ASSIGNMENT
Once the pictures are set aside, copy the data below exactly as it stands.

(Stored items from a collection)
◆ ◆ ◆ ◆

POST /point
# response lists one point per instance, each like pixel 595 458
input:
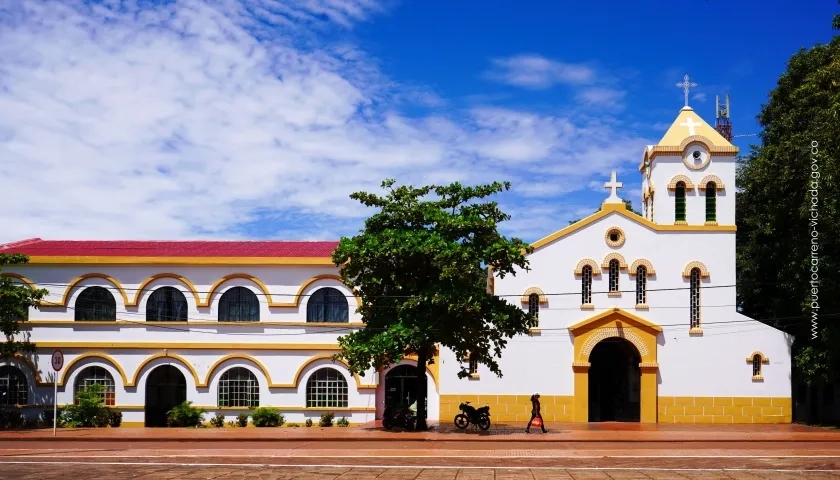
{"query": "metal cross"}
pixel 685 85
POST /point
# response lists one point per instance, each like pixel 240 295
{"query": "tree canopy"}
pixel 420 269
pixel 788 213
pixel 15 301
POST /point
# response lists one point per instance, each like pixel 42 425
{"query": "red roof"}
pixel 35 247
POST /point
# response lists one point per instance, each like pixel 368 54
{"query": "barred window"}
pixel 97 375
pixel 613 275
pixel 711 202
pixel 13 387
pixel 327 305
pixel 166 304
pixel 641 285
pixel 239 387
pixel 586 285
pixel 326 388
pixel 96 304
pixel 239 304
pixel 695 298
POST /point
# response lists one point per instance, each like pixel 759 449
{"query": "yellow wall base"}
pixel 510 409
pixel 724 410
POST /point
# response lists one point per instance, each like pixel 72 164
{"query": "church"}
pixel 637 319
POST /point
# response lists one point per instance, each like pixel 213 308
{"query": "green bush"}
pixel 218 421
pixel 89 409
pixel 185 415
pixel 326 419
pixel 267 417
pixel 242 419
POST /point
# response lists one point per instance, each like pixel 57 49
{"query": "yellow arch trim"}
pixel 642 262
pixel 526 297
pixel 622 263
pixel 256 281
pixel 69 367
pixel 714 179
pixel 315 359
pixel 158 276
pixel 164 355
pixel 596 270
pixel 248 358
pixel 704 272
pixel 672 185
pixel 109 278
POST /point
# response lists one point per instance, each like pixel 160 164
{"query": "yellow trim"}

◆ ◆ ◆ ◆

COMPLETED TASK
POST /point
# response lists one point per instance, each like pixel 595 458
input:
{"query": "metal cross"}
pixel 685 85
POST /point
# response lists one point per instance, each like pixel 240 295
{"query": "tree canopy"}
pixel 420 269
pixel 788 213
pixel 15 301
POST /point
# response lists one point per instance, each like pixel 42 425
{"query": "red roof"}
pixel 35 247
POST /point
# response lists one point per instance, each like pixel 368 54
{"query": "barred window"}
pixel 97 375
pixel 613 275
pixel 711 202
pixel 13 387
pixel 327 305
pixel 166 304
pixel 641 285
pixel 239 387
pixel 586 285
pixel 326 388
pixel 96 304
pixel 239 304
pixel 695 298
POST /point
# response lists one point per instance, each like pixel 759 449
{"query": "yellow wall base"}
pixel 510 409
pixel 724 410
POST /point
# response lists one point per instance, each like pixel 72 164
{"query": "church"}
pixel 637 319
POST /point
# response lists one point per instance, each like pixel 213 308
{"query": "green bush"}
pixel 218 421
pixel 89 409
pixel 185 415
pixel 326 419
pixel 267 417
pixel 242 419
POST /point
# response lists one point per instance, each like pixel 57 49
{"query": "yellow arch trim"}
pixel 642 262
pixel 526 297
pixel 622 263
pixel 256 281
pixel 69 367
pixel 714 179
pixel 315 359
pixel 158 276
pixel 164 355
pixel 596 270
pixel 248 358
pixel 704 272
pixel 672 185
pixel 109 278
POST /point
# response lists one point per instance, each like pixel 160 164
{"query": "yellow trim"}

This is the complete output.